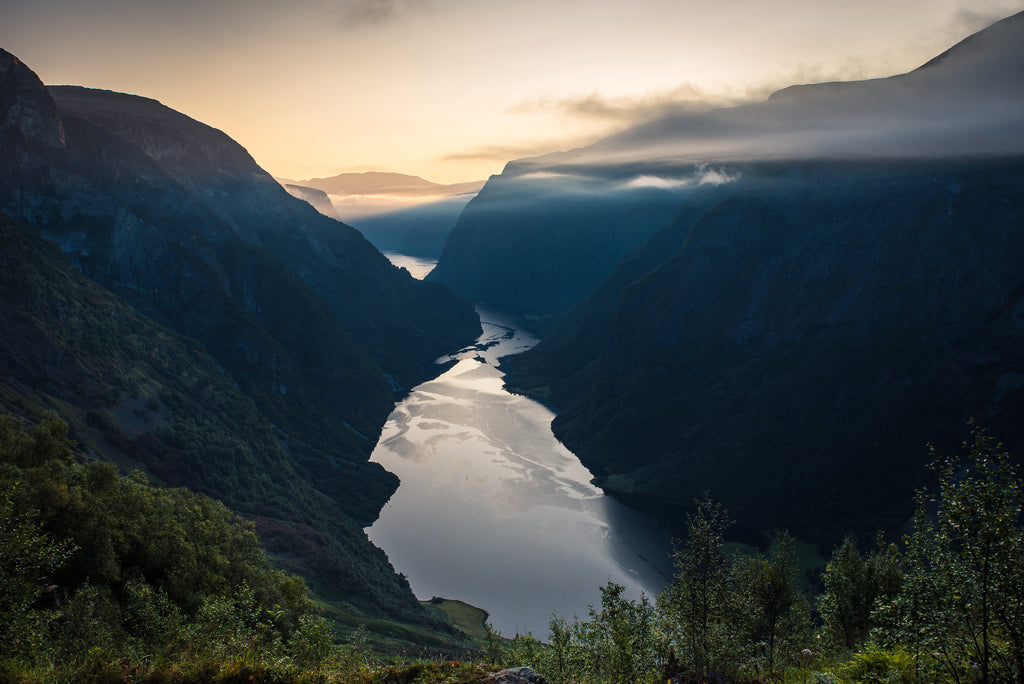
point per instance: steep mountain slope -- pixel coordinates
(401, 324)
(850, 293)
(140, 395)
(313, 327)
(541, 236)
(318, 199)
(811, 335)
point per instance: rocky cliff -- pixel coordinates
(545, 232)
(847, 290)
(805, 340)
(313, 326)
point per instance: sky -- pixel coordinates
(453, 89)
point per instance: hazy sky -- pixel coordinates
(452, 89)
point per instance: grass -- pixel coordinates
(467, 618)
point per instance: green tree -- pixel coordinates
(769, 608)
(693, 605)
(963, 598)
(854, 586)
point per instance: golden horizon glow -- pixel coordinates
(453, 89)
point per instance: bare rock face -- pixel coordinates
(23, 111)
(306, 317)
(517, 676)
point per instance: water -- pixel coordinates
(417, 266)
(494, 510)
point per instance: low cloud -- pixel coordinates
(504, 153)
(632, 109)
(375, 12)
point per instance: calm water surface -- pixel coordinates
(494, 510)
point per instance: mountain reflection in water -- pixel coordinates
(494, 510)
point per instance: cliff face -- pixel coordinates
(545, 232)
(400, 324)
(806, 340)
(845, 289)
(311, 324)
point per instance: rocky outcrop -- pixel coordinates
(317, 199)
(794, 339)
(805, 341)
(308, 319)
(545, 232)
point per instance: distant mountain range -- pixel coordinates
(382, 182)
(290, 331)
(781, 302)
(394, 211)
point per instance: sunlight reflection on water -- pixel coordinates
(494, 510)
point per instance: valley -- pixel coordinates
(641, 404)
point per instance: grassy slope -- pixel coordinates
(145, 397)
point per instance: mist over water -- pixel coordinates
(495, 511)
(417, 266)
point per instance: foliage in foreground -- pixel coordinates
(109, 580)
(97, 568)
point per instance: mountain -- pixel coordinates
(794, 348)
(540, 237)
(312, 326)
(816, 312)
(318, 199)
(394, 211)
(145, 397)
(384, 182)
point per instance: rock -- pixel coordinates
(516, 676)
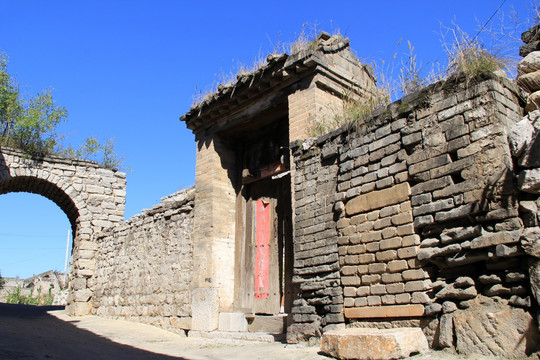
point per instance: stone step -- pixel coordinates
(235, 335)
(371, 344)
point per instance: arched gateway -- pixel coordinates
(92, 197)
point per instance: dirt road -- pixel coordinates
(30, 332)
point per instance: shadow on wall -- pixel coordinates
(29, 332)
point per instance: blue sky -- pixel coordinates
(129, 69)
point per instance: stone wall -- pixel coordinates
(423, 219)
(144, 266)
(93, 198)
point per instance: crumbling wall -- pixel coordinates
(144, 266)
(426, 217)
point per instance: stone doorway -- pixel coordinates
(264, 232)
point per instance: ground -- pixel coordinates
(31, 332)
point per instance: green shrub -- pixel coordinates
(15, 297)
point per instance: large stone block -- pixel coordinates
(232, 322)
(379, 199)
(493, 328)
(361, 343)
(205, 309)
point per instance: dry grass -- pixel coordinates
(470, 57)
(354, 113)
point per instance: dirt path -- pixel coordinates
(29, 332)
(46, 332)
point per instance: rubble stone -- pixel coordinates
(493, 328)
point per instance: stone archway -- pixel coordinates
(92, 197)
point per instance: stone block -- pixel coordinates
(375, 312)
(493, 328)
(378, 199)
(505, 237)
(232, 322)
(268, 324)
(205, 309)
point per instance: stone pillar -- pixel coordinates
(213, 232)
(309, 106)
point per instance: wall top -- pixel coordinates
(280, 71)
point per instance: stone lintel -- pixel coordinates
(391, 311)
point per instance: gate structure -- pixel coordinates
(92, 197)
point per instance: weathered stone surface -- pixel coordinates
(529, 81)
(520, 136)
(529, 181)
(492, 239)
(358, 343)
(530, 241)
(533, 102)
(446, 331)
(393, 311)
(534, 278)
(451, 292)
(529, 63)
(205, 309)
(379, 199)
(297, 333)
(529, 213)
(493, 328)
(232, 322)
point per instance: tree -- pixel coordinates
(30, 125)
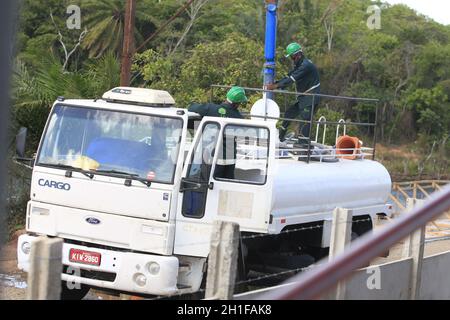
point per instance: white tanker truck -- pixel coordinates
(135, 200)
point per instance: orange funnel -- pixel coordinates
(349, 147)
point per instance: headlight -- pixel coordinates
(26, 248)
(153, 268)
(140, 279)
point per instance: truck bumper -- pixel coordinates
(122, 271)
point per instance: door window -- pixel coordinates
(243, 155)
(199, 172)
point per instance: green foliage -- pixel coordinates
(404, 64)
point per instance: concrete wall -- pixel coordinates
(395, 281)
(435, 277)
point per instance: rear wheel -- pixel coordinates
(73, 294)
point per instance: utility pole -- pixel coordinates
(8, 20)
(128, 43)
(271, 43)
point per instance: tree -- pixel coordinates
(105, 22)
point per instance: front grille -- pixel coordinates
(94, 275)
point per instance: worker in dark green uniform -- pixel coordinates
(226, 162)
(307, 80)
(228, 109)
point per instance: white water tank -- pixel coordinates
(302, 188)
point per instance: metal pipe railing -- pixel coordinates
(299, 94)
(313, 284)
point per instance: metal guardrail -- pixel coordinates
(313, 284)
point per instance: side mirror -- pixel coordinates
(187, 185)
(21, 141)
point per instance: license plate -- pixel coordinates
(85, 257)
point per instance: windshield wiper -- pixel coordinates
(129, 176)
(71, 169)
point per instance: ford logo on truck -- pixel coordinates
(54, 184)
(92, 220)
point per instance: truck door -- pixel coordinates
(227, 179)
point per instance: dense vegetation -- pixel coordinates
(405, 64)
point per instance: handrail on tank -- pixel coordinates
(311, 121)
(314, 283)
(339, 126)
(322, 119)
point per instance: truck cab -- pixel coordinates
(134, 199)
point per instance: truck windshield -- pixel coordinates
(105, 141)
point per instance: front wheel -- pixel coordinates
(73, 294)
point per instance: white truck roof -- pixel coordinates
(141, 96)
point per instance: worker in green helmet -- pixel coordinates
(226, 162)
(307, 80)
(228, 109)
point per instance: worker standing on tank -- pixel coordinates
(307, 80)
(236, 97)
(228, 109)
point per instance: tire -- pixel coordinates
(73, 294)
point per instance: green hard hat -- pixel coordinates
(237, 95)
(292, 49)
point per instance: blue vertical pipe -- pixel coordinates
(271, 43)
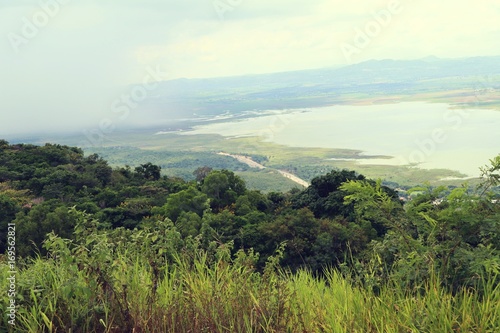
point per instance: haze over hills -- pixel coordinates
(196, 99)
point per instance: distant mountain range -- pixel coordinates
(194, 99)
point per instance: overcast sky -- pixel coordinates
(63, 64)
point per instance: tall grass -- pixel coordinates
(203, 294)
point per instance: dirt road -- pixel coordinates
(251, 163)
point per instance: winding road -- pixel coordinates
(251, 163)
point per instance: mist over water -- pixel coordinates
(433, 135)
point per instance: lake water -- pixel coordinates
(430, 134)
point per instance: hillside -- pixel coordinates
(120, 248)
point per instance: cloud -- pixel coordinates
(78, 63)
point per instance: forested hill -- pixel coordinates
(340, 219)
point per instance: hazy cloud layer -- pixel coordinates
(67, 68)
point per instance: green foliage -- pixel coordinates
(105, 249)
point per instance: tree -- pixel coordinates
(149, 171)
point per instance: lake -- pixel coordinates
(433, 135)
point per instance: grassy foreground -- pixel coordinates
(201, 292)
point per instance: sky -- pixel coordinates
(63, 63)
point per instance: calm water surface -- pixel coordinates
(431, 134)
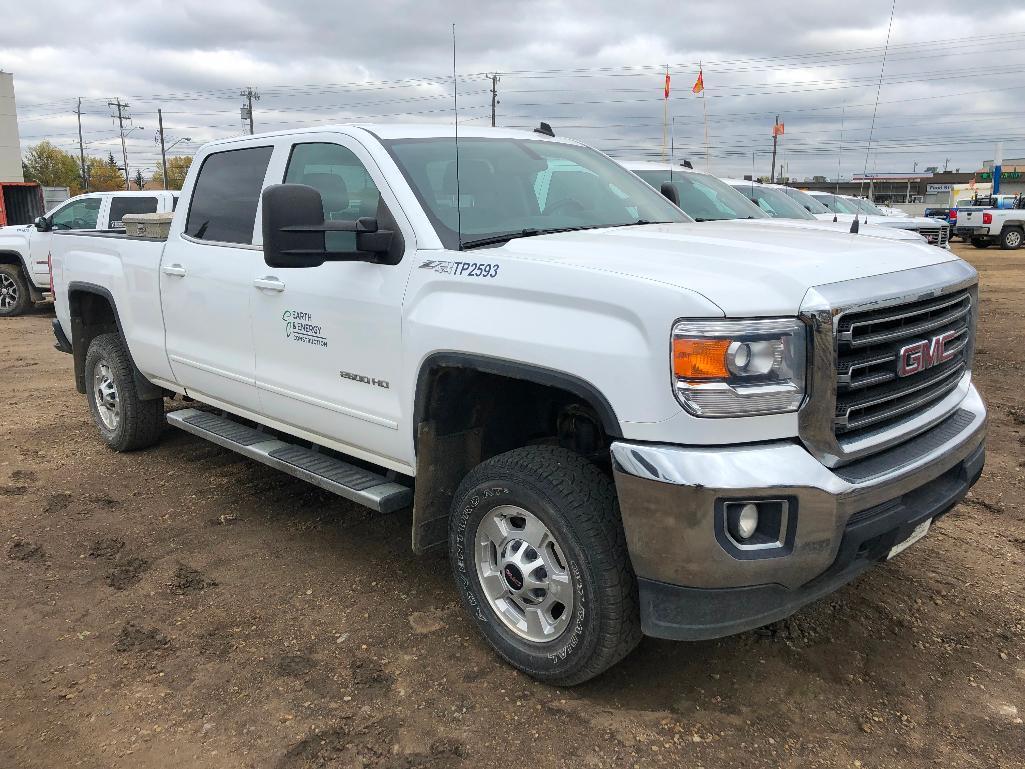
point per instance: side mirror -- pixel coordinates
(294, 231)
(670, 193)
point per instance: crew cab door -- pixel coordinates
(329, 338)
(77, 213)
(206, 288)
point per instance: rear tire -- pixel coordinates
(568, 609)
(14, 297)
(125, 421)
(1012, 238)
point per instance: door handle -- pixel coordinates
(269, 283)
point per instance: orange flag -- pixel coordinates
(699, 83)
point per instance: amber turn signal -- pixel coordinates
(700, 359)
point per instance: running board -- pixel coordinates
(374, 491)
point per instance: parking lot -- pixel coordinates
(183, 606)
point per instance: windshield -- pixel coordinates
(836, 205)
(774, 202)
(805, 200)
(513, 188)
(704, 197)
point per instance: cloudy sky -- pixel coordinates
(953, 82)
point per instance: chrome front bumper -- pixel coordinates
(671, 496)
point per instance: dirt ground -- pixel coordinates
(185, 607)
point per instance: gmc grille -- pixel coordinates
(869, 393)
(937, 236)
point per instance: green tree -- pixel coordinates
(51, 166)
(177, 167)
(103, 175)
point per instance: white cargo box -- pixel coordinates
(155, 226)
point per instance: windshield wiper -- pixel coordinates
(495, 239)
(528, 233)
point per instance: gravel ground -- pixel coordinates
(183, 607)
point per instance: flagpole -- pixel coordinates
(704, 107)
(665, 112)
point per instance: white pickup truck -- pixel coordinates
(616, 420)
(986, 226)
(845, 208)
(25, 249)
(707, 198)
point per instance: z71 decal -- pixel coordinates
(468, 269)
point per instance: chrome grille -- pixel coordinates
(869, 393)
(937, 236)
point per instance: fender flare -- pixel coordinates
(514, 370)
(146, 390)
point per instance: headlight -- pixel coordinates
(739, 368)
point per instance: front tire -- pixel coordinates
(14, 298)
(125, 421)
(540, 562)
(1011, 239)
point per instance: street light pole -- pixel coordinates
(163, 152)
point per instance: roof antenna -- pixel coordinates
(455, 111)
(839, 157)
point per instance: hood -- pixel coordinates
(746, 271)
(893, 233)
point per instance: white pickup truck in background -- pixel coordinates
(1002, 224)
(707, 198)
(616, 420)
(25, 272)
(844, 208)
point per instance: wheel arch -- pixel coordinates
(468, 407)
(93, 312)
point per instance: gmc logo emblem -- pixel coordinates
(918, 356)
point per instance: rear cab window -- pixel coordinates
(227, 195)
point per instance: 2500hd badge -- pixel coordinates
(468, 269)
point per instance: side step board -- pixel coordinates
(370, 489)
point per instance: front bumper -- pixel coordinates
(839, 522)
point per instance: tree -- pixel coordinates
(51, 166)
(103, 175)
(177, 167)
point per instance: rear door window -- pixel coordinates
(81, 214)
(122, 205)
(227, 195)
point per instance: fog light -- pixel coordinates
(745, 523)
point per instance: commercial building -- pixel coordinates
(10, 145)
(928, 188)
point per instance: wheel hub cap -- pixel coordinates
(106, 394)
(524, 573)
(8, 291)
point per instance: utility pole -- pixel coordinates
(494, 96)
(163, 152)
(122, 117)
(81, 147)
(247, 111)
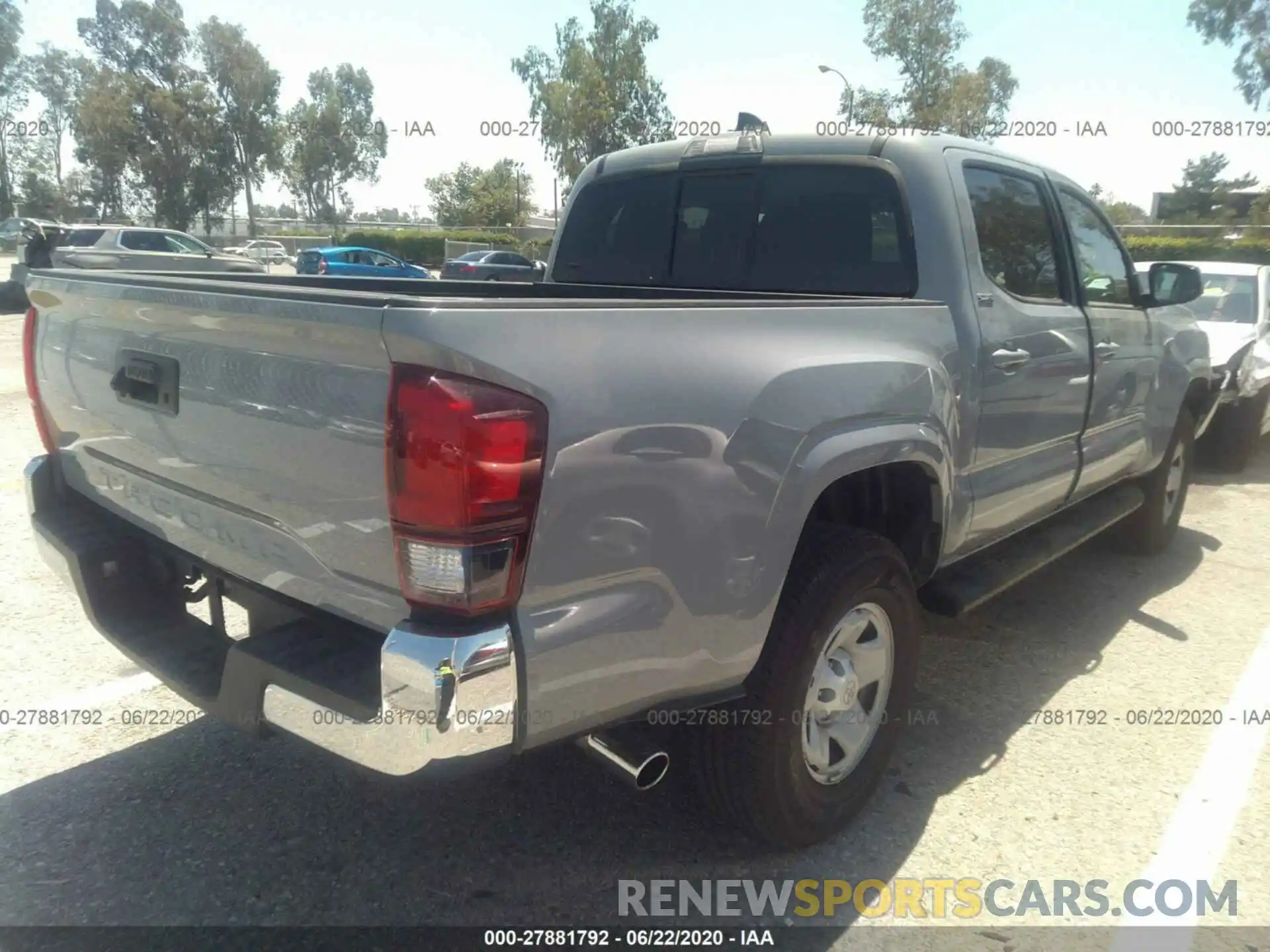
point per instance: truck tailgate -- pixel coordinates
(247, 429)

================================

→ Exercise description
An exact copy is needed of the lines running from the one with "point per instance: front bumper" through the end of the data above, and of those lines only, without pictures.

→ Output for this exercise
point per instance: front bumper -- pixel coordinates
(839, 522)
point per instance: tree -- pixel coordinates
(51, 166)
(103, 175)
(177, 167)
point per instance: rear door window -- pixel coordinates
(81, 214)
(122, 205)
(227, 195)
point per instance: fog light -- pixel coordinates
(745, 523)
point per instance: commercial building -- pixel coordinates
(10, 145)
(928, 188)
point per instance: wheel hub cap -- pixel coordinates
(106, 394)
(524, 573)
(8, 291)
point per instance: utility pole -- pixel coordinates
(494, 96)
(163, 152)
(122, 117)
(81, 147)
(247, 111)
point per instance: truck tailgate -- pixel coordinates
(247, 429)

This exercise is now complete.